**EXERCISE DESCRIPTION:**
Turn the records, from their first line up to and including the line with "column 261, row 164", into a Markdown table with the columns Row and Text. Give one numbered row per line, skip blank lines, and leave out the pictures.

[begin DATASET EXTRACT]

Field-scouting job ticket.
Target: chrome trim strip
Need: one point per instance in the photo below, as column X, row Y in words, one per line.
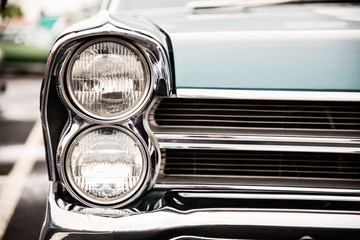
column 267, row 95
column 247, row 137
column 169, row 218
column 274, row 189
column 258, row 143
column 257, row 147
column 270, row 196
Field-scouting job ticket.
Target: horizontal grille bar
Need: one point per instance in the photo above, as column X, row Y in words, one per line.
column 243, row 114
column 261, row 164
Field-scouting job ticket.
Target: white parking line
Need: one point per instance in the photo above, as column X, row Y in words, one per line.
column 14, row 183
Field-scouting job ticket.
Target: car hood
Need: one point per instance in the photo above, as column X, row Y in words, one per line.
column 298, row 47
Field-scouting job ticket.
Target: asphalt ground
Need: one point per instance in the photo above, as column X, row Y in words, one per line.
column 23, row 176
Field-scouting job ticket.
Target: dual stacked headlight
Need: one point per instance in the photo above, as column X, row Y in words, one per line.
column 107, row 80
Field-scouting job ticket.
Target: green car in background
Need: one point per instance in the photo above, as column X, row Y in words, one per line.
column 205, row 120
column 26, row 48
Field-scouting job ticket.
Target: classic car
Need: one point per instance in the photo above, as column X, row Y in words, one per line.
column 205, row 120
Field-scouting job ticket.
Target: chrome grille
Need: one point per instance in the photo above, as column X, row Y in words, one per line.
column 262, row 140
column 260, row 114
column 182, row 162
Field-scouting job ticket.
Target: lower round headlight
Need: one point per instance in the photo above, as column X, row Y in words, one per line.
column 106, row 165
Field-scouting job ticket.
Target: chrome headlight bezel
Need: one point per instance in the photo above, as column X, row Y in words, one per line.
column 71, row 100
column 125, row 199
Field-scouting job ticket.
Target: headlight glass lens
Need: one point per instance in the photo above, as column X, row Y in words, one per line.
column 108, row 78
column 106, row 165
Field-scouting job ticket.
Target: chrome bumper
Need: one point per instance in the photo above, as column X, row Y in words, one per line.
column 65, row 221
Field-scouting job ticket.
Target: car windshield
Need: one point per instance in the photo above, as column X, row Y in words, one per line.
column 124, row 5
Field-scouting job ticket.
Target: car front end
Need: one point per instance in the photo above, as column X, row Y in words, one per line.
column 205, row 122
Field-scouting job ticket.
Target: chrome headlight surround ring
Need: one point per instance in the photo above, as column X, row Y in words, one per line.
column 125, row 199
column 67, row 92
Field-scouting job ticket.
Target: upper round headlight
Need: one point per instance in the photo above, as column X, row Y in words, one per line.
column 106, row 165
column 108, row 79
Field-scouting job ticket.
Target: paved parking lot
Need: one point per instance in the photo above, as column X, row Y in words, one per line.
column 23, row 176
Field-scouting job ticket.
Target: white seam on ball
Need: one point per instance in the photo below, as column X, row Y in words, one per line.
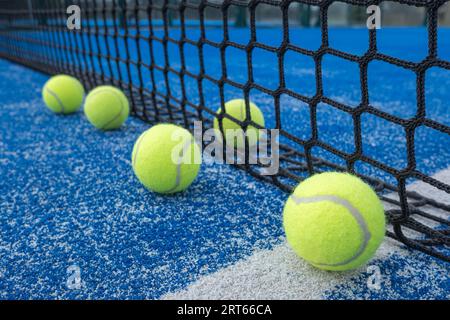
column 353, row 211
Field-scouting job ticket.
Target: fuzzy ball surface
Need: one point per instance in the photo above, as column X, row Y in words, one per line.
column 63, row 94
column 166, row 159
column 106, row 108
column 335, row 221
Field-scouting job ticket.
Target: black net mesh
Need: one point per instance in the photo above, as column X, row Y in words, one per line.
column 147, row 48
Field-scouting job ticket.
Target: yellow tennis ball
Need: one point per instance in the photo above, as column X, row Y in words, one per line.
column 335, row 221
column 166, row 159
column 63, row 94
column 237, row 109
column 106, row 108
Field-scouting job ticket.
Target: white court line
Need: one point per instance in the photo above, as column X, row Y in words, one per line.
column 280, row 274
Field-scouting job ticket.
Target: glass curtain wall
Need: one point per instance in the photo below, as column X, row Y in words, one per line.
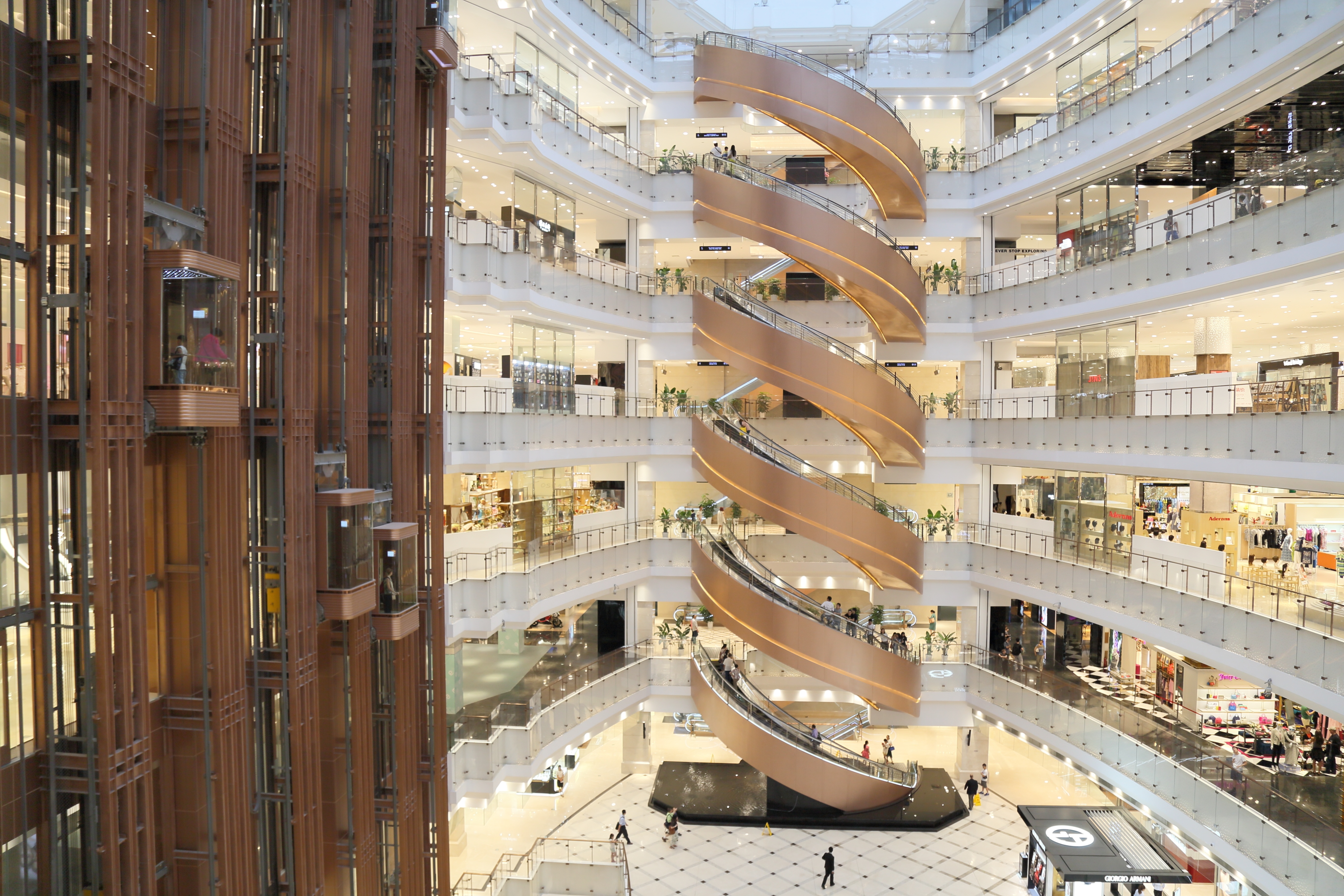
column 1100, row 69
column 544, row 510
column 1094, row 371
column 1094, row 519
column 1096, row 224
column 549, row 218
column 557, row 81
column 542, row 369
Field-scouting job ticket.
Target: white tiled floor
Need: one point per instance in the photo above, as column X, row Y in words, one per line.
column 972, row 858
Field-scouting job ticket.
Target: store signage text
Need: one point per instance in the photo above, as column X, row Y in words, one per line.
column 1069, row 836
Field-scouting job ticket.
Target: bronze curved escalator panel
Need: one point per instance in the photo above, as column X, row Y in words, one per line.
column 808, row 645
column 883, row 550
column 878, row 412
column 876, row 276
column 868, row 138
column 796, row 768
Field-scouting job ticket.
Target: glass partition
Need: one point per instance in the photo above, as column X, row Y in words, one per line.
column 350, row 546
column 199, row 330
column 397, row 589
column 542, row 369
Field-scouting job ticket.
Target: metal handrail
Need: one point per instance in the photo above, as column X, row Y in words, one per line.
column 742, row 171
column 733, row 296
column 730, row 555
column 771, row 716
column 775, row 52
column 771, row 450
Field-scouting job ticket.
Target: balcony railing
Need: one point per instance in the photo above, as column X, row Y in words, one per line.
column 1299, row 177
column 1128, row 76
column 1267, row 597
column 1276, row 397
column 1185, row 769
column 545, row 850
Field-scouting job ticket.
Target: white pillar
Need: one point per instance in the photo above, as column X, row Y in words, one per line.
column 636, row 745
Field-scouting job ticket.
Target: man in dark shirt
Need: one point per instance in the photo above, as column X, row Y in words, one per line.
column 972, row 789
column 828, row 862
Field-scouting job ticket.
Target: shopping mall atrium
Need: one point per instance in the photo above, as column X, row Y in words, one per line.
column 652, row 448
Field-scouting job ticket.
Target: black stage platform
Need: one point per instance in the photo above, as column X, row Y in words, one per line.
column 710, row 793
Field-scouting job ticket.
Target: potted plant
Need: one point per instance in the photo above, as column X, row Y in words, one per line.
column 952, row 276
column 682, row 279
column 685, row 518
column 952, row 401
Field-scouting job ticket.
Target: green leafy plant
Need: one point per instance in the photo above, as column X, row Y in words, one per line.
column 682, row 279
column 952, row 276
column 952, row 401
column 667, row 398
column 763, row 404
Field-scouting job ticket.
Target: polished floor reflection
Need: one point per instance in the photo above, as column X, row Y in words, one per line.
column 1308, row 807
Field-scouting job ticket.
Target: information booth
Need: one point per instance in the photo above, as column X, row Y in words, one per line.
column 1081, row 851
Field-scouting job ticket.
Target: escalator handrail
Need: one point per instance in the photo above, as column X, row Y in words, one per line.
column 733, row 296
column 775, row 52
column 757, row 577
column 768, row 715
column 741, row 171
column 771, row 450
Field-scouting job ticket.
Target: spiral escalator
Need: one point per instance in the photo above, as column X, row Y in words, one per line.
column 744, row 464
column 827, row 105
column 865, row 397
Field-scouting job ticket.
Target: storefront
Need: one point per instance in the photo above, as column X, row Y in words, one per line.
column 1084, row 851
column 1307, row 383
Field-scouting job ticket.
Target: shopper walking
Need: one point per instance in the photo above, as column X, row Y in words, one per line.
column 972, row 789
column 1277, row 743
column 828, row 866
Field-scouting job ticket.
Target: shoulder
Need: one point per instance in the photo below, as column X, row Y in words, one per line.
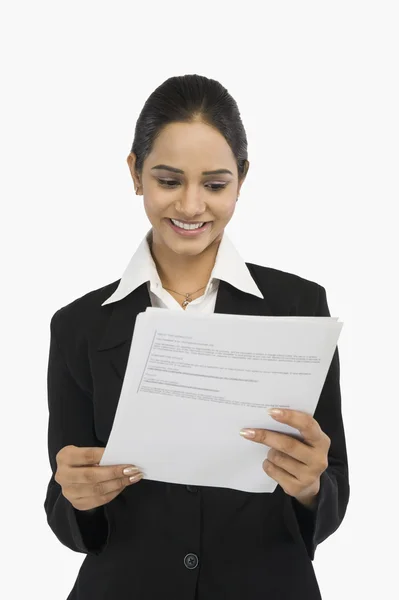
column 85, row 309
column 282, row 287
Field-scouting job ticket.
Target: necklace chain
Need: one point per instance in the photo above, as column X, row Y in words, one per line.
column 187, row 298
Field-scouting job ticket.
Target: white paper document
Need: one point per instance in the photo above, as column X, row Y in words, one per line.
column 192, row 381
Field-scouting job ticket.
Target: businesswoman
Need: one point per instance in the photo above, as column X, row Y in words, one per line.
column 147, row 539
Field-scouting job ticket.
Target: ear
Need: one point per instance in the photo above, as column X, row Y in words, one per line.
column 243, row 177
column 131, row 161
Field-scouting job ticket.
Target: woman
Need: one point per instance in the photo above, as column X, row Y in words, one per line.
column 147, row 539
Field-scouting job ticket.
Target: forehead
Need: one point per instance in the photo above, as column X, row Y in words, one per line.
column 191, row 145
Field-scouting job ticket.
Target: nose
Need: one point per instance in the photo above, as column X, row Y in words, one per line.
column 190, row 204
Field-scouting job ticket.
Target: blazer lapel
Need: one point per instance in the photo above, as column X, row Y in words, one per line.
column 118, row 334
column 114, row 347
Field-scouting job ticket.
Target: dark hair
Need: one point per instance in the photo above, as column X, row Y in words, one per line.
column 185, row 99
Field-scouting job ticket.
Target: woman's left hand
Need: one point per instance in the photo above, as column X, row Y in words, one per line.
column 296, row 465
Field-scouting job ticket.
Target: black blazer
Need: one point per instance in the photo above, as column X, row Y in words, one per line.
column 164, row 540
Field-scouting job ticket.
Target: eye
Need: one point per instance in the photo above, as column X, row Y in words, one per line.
column 171, row 184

[end DATASET EXTRACT]

**WORKED SOLUTION:**
| Row | Text |
|---|---|
| 1 | Field-scouting job ticket. |
| 2 | Target: chrome trim strip |
| 3 | Need: one point per instance in the photo below, as column X, row Y in words, one per line. |
| 4 | column 267, row 95 |
| 5 | column 247, row 137 |
| 6 | column 169, row 218 |
| 7 | column 274, row 189 |
| 8 | column 258, row 143 |
| 9 | column 257, row 147 |
| 10 | column 270, row 196 |
| 11 | Field-scouting job ticket. |
| 12 | Target: horizontal grille bar |
| 13 | Need: one point per instance in the photo above, as column X, row Y in words, one per line. |
| 14 | column 243, row 114 |
| 15 | column 261, row 164 |